--- EXERCISE INPUT ---

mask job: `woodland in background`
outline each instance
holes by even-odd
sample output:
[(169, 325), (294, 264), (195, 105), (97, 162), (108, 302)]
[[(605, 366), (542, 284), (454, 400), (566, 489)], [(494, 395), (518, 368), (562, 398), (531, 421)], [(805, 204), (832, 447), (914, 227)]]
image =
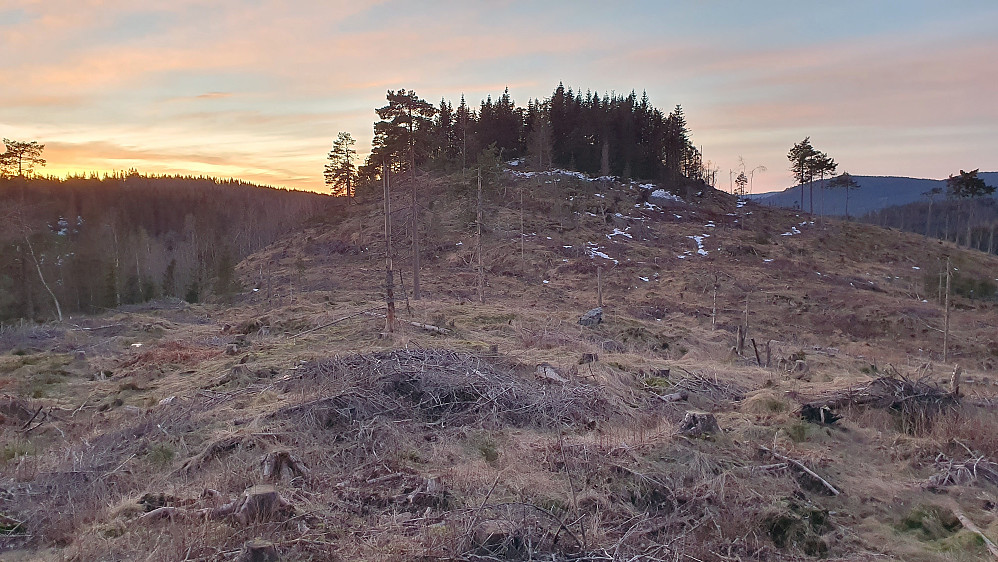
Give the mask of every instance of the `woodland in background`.
[[(923, 193), (928, 202), (881, 209), (869, 213), (865, 220), (993, 254), (998, 251), (998, 201), (992, 197), (995, 187), (979, 177), (979, 172), (960, 170), (959, 175), (946, 180), (945, 191), (937, 187)], [(937, 198), (942, 200), (936, 203)]]
[(860, 220), (998, 254), (998, 201), (994, 199), (974, 201), (973, 208), (950, 200), (909, 203), (873, 211)]
[(0, 320), (54, 317), (43, 278), (65, 314), (224, 296), (243, 257), (341, 207), (315, 193), (134, 171), (0, 179)]

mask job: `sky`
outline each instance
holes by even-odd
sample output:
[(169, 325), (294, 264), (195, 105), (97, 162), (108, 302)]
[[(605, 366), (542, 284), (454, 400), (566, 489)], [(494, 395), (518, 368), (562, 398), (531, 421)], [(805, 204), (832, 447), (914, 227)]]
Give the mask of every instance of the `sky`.
[(945, 178), (998, 170), (996, 24), (994, 0), (3, 0), (0, 136), (43, 143), (46, 174), (322, 191), (387, 90), (564, 83), (682, 105), (723, 189), (740, 162), (756, 193), (793, 184), (808, 136), (840, 172)]

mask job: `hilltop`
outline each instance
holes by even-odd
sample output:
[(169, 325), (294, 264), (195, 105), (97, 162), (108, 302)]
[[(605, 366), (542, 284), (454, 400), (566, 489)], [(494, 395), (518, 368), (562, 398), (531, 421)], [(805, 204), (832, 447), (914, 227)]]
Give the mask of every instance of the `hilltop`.
[(472, 179), (417, 177), (418, 301), (393, 186), (391, 333), (376, 185), (249, 254), (234, 295), (5, 329), (5, 556), (987, 556), (998, 258), (513, 166), (486, 178), (481, 303)]

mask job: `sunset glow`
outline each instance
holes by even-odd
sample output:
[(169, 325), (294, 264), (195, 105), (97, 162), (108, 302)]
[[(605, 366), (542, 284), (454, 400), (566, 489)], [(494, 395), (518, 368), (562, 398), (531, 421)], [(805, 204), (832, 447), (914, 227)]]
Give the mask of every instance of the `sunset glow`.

---

→ HOW TO COMPLETE THIS TASK
Return each entry exactly as it stands above, apart from any images.

→ EXERCISE SOLUTION
mask job: `woodland in background`
outline each instance
holes by even-odd
sample output:
[(169, 325), (294, 264), (195, 105), (97, 162), (108, 302)]
[[(605, 366), (542, 284), (454, 400), (566, 489)], [(494, 395), (518, 368), (562, 398), (531, 421)], [(805, 204), (832, 447), (914, 227)]]
image =
Give the mask of every instance of the `woodland in background`.
[[(923, 193), (928, 202), (881, 209), (869, 213), (865, 220), (993, 254), (998, 251), (998, 201), (992, 197), (995, 187), (979, 177), (979, 172), (960, 170), (959, 175), (946, 180), (945, 191), (937, 187)], [(937, 198), (942, 200), (936, 203)]]
[(860, 220), (998, 254), (998, 201), (994, 199), (974, 201), (973, 208), (950, 200), (909, 203), (873, 211)]
[(0, 320), (54, 317), (43, 278), (65, 314), (224, 296), (243, 257), (341, 207), (315, 193), (134, 171), (0, 179)]

mask job: `sky`
outline each instance
holes by even-odd
sample output:
[(169, 325), (294, 264), (195, 105), (97, 162), (108, 302)]
[[(605, 366), (542, 284), (454, 400), (566, 489)], [(494, 395), (518, 368), (562, 398), (531, 421)], [(805, 204), (832, 447), (914, 227)]]
Give the mask of every instance of the `sky`.
[(945, 178), (998, 170), (996, 24), (994, 0), (3, 0), (0, 136), (43, 143), (46, 174), (322, 191), (387, 90), (564, 83), (682, 105), (723, 189), (740, 162), (756, 193), (793, 184), (808, 136), (840, 172)]

mask job: `hilltop`
outline each instance
holes by even-odd
sample output:
[(169, 325), (294, 264), (195, 105), (97, 162), (108, 302)]
[[(605, 366), (542, 284), (454, 400), (566, 489)], [(494, 395), (518, 368), (562, 398), (531, 421)], [(805, 204), (832, 447), (914, 227)]]
Give the mask of every instance of the `hilltop`.
[(472, 179), (417, 177), (418, 301), (393, 186), (391, 333), (376, 185), (249, 254), (234, 295), (5, 329), (5, 556), (987, 556), (998, 258), (513, 166), (486, 178), (481, 303)]

mask job: `sunset glow`
outline each instance
holes by even-odd
sample output:
[(169, 325), (294, 264), (195, 105), (97, 162), (108, 302)]
[[(605, 366), (542, 284), (454, 400), (566, 489)], [(494, 395), (518, 368), (562, 398), (531, 421)], [(805, 204), (832, 447), (914, 227)]]
Give the mask of every instance of the `sunset glow`.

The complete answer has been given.